## ASSIGNMENT A
In the maize transcriptome methods passage, why was the average normalized expression level of the biological replicates calculated? Answer in one to three sentences.
## ASSIGNMENT B
Answer these questions from the maize transcriptome methods passage:
(i) What range of read lengths does the transcriptome dataset cover?
(ii) Which tool removed the low-quality sequences?
(iii) What are the dimensions of the matrix used for further analyses?
## ASSIGNMENT C
Continue the maize transcriptome methods passage from where it stops.

All transcriptome datasets were publicly available and downloaded from NCBI Sequence Read Archive [45, 6264]. A total of 64 experiments generated by next generation sequencing (NGS) were obtained from different tissues or development stages of maize reference inbred B73 (Table 1). The transcriptome dataset consists of both single-end reads and pair-end reads with read length ranging from 50 to 110 bp. Each experiment (tissue/stage) had 2 to 3 biological replicates. Each biological replicate was analyzed separately and the average normalized expression level of all the biological replicates was obtained to represent the expression-level of specific tissue/stage.

Transcriptome profiling and co-expression network construction

After downloading all the transcriptome datasets, trimmomatic [65] was employed to remove all the adapter sequences. Then, low quality sequences were removed using Fastx-Toolkit [66]. High quality NGS reads of each biological replicate for each tissue/stage were mapped onto annotated gene region space of the maize reference genome (AGP v3) [44] using RSEM [67] with parameters “-p 8 --bowtie2 --estimate-rspd --append-names --output-genome-bam ”. The statistic “TPM” (Transcripts Per Million) was adopted as the proxy of normalized expression-level. A matrix (39,323 annotated maize genes X 64 transcriptome datasets) of a transcriptome profiling dataset across 64 different tissues/stages was used for further analyses.

[Extracted data entries]
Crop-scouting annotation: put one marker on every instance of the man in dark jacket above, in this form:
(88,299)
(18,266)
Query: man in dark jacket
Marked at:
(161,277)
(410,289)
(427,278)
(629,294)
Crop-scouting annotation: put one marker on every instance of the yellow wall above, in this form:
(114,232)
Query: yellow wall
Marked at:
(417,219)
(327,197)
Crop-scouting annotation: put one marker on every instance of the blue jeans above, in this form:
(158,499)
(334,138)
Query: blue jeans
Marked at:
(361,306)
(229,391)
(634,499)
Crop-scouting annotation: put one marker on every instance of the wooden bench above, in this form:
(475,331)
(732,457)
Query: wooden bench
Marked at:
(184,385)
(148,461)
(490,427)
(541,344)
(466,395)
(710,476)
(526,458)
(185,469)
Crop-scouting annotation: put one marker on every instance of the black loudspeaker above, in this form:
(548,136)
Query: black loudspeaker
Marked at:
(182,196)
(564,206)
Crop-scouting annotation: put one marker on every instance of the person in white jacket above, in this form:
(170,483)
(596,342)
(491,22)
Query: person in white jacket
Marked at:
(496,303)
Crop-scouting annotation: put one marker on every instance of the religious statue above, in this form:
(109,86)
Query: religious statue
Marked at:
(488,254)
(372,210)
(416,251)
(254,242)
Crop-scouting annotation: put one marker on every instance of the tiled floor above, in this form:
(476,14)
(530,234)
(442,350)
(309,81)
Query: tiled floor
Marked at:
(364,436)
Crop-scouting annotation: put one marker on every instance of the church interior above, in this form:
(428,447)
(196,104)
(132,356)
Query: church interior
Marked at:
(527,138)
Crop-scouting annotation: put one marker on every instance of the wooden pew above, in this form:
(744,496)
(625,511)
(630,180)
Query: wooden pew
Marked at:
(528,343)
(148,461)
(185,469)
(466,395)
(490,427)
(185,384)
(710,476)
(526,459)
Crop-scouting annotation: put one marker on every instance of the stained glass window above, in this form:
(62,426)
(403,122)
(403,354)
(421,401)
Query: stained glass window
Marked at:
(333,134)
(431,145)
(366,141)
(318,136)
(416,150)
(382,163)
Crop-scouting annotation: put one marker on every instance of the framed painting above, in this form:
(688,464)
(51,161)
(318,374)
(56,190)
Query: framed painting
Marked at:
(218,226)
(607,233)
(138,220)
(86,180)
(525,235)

## EXPECTED OUTPUT A
Each biological replicate was analyzed separately. Their average normalized expression level was then calculated so that one value could represent the expression level of each specific tissue or developmental stage.

## EXPECTED OUTPUT B
(i) From 50 to 110 bp.
(ii) Fastx-Toolkit.
(iii) 39,323 annotated maize genes by 64 transcriptome datasets.

## EXPECTED OUTPUT C
We considered a gene was expressed if it had TPM > 0 in at least three tissues or TPM > 5 in at least one tissue. A total of 37,649 genes were determined to be expressed across 64 different tissues/stages of maize reference inbred B73. To reduce the weight of highly expressed genes on correlation coefficients, we transformed TPM values using inverse hyperbolic sine function, which compressed large values while preserving the relative magnitude of small values [45]. Co-expression networks were constructed by calculating Pearson correlation coefficients between all pairs of genes (37,649 × 37,649):

$$ {\boldsymbol{R}}_{ij}=\boldsymbol{P}\boldsymbol{C}\boldsymbol{C}\left({E}_i,\ {E}_j\right) $$

Where i, j = 1, …, 37,649 and i ≠ j. The set of correlations was then transformed by Fisher transformation [68], which yields approximately normal distribution [38]:

$$ \boldsymbol{Z}=\frac{1}{2}\boldsymbol{ln}\frac{1+\boldsymbol{R}}{1-\boldsymbol{R}} $$

Fisher transformed values were then standard normalized such that the resulting co-expression edge distribution had a mean of zero and a standard deviation of one. A set of cutoffs of Z score (1.5, 2.0, 2.5 and 3.0) was used as the threshold for the detection of significant edge (interaction) between genes. The co-expression networks were created and analyzed using the Sleipnir C++ library [69]. The software Cytoscape 3.0.2 [70] was used for visualization of the co-expression networks. The co-expression network could be explored through the COB database [46]. Due to the memory limitation of local computers, only a small fraction of co-expression connections that users query can be rendered. However, the user can download the full co-expressed gene list using “Table View” of the COB database.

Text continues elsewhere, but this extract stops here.